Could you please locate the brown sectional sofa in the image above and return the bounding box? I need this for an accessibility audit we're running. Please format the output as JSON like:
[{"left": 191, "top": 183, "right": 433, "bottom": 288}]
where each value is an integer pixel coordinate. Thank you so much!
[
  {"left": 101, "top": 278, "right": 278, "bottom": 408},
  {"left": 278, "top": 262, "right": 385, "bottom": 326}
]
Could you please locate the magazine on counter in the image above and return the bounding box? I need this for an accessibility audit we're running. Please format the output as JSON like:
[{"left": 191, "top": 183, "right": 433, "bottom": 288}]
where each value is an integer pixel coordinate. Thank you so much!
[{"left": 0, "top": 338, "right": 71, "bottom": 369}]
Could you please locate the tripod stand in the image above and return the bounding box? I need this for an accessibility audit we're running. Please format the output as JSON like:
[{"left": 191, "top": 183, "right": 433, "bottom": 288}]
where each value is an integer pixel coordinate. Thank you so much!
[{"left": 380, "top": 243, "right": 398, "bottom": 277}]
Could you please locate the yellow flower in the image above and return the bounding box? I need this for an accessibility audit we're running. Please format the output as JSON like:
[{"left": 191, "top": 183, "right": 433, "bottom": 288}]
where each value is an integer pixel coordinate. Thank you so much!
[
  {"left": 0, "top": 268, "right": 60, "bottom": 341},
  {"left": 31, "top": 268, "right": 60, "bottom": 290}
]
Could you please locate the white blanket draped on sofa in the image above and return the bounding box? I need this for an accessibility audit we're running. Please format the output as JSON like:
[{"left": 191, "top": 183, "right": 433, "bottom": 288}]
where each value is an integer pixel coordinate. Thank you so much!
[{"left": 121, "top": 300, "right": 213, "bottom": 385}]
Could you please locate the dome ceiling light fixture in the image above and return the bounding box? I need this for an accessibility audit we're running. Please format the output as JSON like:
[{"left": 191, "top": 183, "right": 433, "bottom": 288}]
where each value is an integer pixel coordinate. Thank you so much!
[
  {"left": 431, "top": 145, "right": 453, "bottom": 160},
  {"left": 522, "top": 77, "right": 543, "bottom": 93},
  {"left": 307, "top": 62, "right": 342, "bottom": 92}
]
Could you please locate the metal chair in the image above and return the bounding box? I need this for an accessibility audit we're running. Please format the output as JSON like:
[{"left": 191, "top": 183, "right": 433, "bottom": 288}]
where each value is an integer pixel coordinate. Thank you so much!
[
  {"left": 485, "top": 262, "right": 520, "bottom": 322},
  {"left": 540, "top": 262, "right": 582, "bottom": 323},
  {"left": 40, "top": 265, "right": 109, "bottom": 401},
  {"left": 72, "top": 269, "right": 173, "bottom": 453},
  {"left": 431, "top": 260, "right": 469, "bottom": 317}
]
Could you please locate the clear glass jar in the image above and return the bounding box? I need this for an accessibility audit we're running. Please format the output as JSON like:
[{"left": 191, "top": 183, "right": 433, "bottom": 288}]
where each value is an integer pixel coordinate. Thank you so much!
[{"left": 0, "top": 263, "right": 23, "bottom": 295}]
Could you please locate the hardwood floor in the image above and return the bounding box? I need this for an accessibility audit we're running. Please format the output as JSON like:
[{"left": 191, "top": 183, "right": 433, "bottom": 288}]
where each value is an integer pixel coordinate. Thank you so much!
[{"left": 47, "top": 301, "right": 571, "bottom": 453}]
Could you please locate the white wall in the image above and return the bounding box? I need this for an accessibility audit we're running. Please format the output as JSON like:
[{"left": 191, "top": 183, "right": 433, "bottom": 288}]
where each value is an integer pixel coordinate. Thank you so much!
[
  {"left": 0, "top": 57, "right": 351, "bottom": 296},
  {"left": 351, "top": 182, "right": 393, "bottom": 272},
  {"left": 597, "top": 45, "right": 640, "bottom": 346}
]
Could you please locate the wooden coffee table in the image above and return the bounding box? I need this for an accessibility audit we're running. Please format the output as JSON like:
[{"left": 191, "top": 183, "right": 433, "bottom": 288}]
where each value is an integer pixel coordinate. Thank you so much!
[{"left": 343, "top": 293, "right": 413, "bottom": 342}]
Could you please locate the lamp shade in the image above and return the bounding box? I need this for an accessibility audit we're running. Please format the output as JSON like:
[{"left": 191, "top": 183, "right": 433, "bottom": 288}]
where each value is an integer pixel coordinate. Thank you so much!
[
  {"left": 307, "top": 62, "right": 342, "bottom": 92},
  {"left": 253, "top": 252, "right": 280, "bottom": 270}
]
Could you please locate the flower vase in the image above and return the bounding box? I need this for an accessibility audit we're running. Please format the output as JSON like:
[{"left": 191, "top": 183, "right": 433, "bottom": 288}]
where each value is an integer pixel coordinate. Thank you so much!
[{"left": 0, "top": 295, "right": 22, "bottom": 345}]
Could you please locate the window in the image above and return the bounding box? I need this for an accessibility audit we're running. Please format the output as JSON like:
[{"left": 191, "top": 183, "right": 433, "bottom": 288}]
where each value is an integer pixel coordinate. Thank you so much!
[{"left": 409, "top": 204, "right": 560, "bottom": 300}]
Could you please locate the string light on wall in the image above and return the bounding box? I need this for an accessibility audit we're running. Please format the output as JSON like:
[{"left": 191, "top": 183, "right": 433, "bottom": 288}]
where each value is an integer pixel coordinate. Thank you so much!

____________

Put every line of the items above into a JSON array of strings, one string per line, with blank lines omitted.

[
  "Could you please locate the brown sectional sofa in the image above and return the bounding box? I need this for an accessibility audit we're running. Please format the output as JSON like:",
  "[{\"left\": 191, \"top\": 183, \"right\": 433, \"bottom\": 288}]",
  "where each value is an integer pixel coordinate. Thank you so much!",
  "[",
  "  {\"left\": 101, \"top\": 278, \"right\": 278, \"bottom\": 408},",
  "  {\"left\": 278, \"top\": 262, \"right\": 385, \"bottom\": 326}",
  "]",
  "Could you please locate the magazine on counter in the image above and return the bounding box? I need this for an accessibility audit we're running. Please format the output as JSON like:",
  "[{\"left\": 191, \"top\": 183, \"right\": 433, \"bottom\": 288}]",
  "where each value is an integer pixel coordinate. Thank you so much!",
  "[{\"left\": 0, \"top\": 338, \"right\": 71, \"bottom\": 369}]",
  "Could you please locate the tripod stand in the image above and return the bounding box? I need this for an accessibility audit we're running. Please format the output as JSON like:",
  "[{\"left\": 191, \"top\": 183, \"right\": 433, \"bottom\": 288}]",
  "where each value is an integer pixel coordinate. Thank you so much!",
  "[{\"left\": 380, \"top\": 243, \"right\": 398, \"bottom\": 277}]",
  "Could you please locate the yellow flower in the image above and return the bounding box? I need this for an accessibility audit we're running. Please format the output as JSON like:",
  "[{\"left\": 191, \"top\": 183, \"right\": 433, \"bottom\": 288}]",
  "where each value is an integer pixel coordinate. Thank you so much!",
  "[",
  "  {\"left\": 0, \"top\": 268, \"right\": 60, \"bottom\": 341},",
  "  {\"left\": 31, \"top\": 268, \"right\": 60, \"bottom\": 290}",
  "]",
  "Could you please locate the white blanket draped on sofa in the image above and return the bounding box? I need this for an accessibility audit we're running. Please format the output as JSON like:",
  "[{\"left\": 191, \"top\": 183, \"right\": 433, \"bottom\": 288}]",
  "where each value is an integer pixel coordinate. Thank you so much!",
  "[{\"left\": 121, \"top\": 300, \"right\": 213, \"bottom\": 385}]",
  "Could you please locate the dome ceiling light fixture in the image above and return the bounding box? I need this for an accessibility audit we're running. Please format the output as JSON like:",
  "[{\"left\": 191, \"top\": 183, \"right\": 433, \"bottom\": 288}]",
  "where each value is an integer pixel coordinate. Thank you so much!",
  "[",
  "  {\"left\": 431, \"top\": 145, \"right\": 453, \"bottom\": 160},",
  "  {\"left\": 522, \"top\": 77, \"right\": 543, \"bottom\": 93},",
  "  {\"left\": 307, \"top\": 62, \"right\": 342, \"bottom\": 92}",
  "]",
  "Could you please locate the metal chair in the image above and return the bounding box? I need this for an accessibility audit we're running. Please format the output as JSON like:",
  "[{\"left\": 191, \"top\": 183, \"right\": 433, \"bottom\": 288}]",
  "where each value is an integer pixel coordinate. Thank you so much!",
  "[",
  "  {\"left\": 485, \"top\": 262, \"right\": 520, \"bottom\": 322},",
  "  {\"left\": 540, \"top\": 262, \"right\": 582, \"bottom\": 323},",
  "  {\"left\": 40, \"top\": 265, \"right\": 109, \"bottom\": 401},",
  "  {\"left\": 72, \"top\": 269, \"right\": 173, \"bottom\": 453},",
  "  {\"left\": 431, \"top\": 260, \"right\": 469, \"bottom\": 317}",
  "]",
  "Could you please locate the clear glass jar in the image above and return the bounding box? I need this for an accessibility audit we're running. Please format the output as JSON like:",
  "[{\"left\": 191, \"top\": 183, \"right\": 433, \"bottom\": 288}]",
  "where each value is an integer pixel coordinate. Thank you so much!",
  "[{\"left\": 0, \"top\": 263, \"right\": 23, \"bottom\": 295}]",
  "Could you please locate the hardwood floor in the image above and return the bounding box? I need this for an accessibility audit we're running. Please format the output as JSON like:",
  "[{\"left\": 191, \"top\": 183, \"right\": 433, \"bottom\": 288}]",
  "where each value is an integer pixel coordinate. Thank you so much!",
  "[{\"left\": 47, \"top\": 301, \"right\": 571, \"bottom\": 453}]",
  "Could you please locate the white wall in the image above and return the bounding box? I need this for an accessibility audit we're running. Please format the output as JSON like:",
  "[{\"left\": 191, \"top\": 183, \"right\": 433, \"bottom\": 288}]",
  "where each value is an integer pixel coordinate. Thank you so much!",
  "[",
  "  {\"left\": 0, \"top\": 57, \"right\": 351, \"bottom\": 296},",
  "  {\"left\": 351, \"top\": 182, \"right\": 393, \"bottom\": 272},",
  "  {\"left\": 597, \"top\": 45, \"right\": 640, \"bottom\": 346}",
  "]",
  "Could you please locate the wooden coffee table in the image above and return the bounding box? I need this for an accessibility audit we're running. Please format the output as JSON like:",
  "[{\"left\": 191, \"top\": 183, \"right\": 433, \"bottom\": 288}]",
  "where each value is an integer pixel coordinate. Thank you so much!",
  "[{\"left\": 343, \"top\": 293, \"right\": 413, \"bottom\": 342}]",
  "Could you please locate the lamp shade in the image above and return the bounding box? I need this for an accessibility audit we're running. Please format the output as JSON like:",
  "[{\"left\": 191, \"top\": 183, \"right\": 433, \"bottom\": 288}]",
  "where each value is an integer pixel coordinate. Thank you so much!",
  "[",
  "  {\"left\": 307, \"top\": 62, \"right\": 342, \"bottom\": 92},",
  "  {\"left\": 253, \"top\": 252, \"right\": 280, \"bottom\": 270}",
  "]",
  "Could you please locate the flower vase in the image above and return the bounding box? I need this for an accessibility audit we're running. Please format the output as JSON like:",
  "[{\"left\": 191, \"top\": 183, \"right\": 433, \"bottom\": 288}]",
  "where each value is an integer pixel coordinate. Thank you so much!",
  "[{\"left\": 0, \"top\": 295, \"right\": 22, \"bottom\": 345}]",
  "Could you please locate the window in the image above and return the bounding box? I need this for an accessibility audit we're running. Please format the output as JSON like:",
  "[{\"left\": 191, \"top\": 183, \"right\": 433, \"bottom\": 288}]",
  "where each value is an integer pixel coordinate. Thank you so much!",
  "[{\"left\": 409, \"top\": 204, \"right\": 560, \"bottom\": 300}]",
  "Could you please locate the string light on wall in the image above and return the bounding box? I need this for an accessibility audit we're running. Please format the output as JSON like:",
  "[{\"left\": 191, \"top\": 183, \"right\": 433, \"bottom\": 288}]",
  "where each value is an integer pixel coordinate. Thank you so much!"
]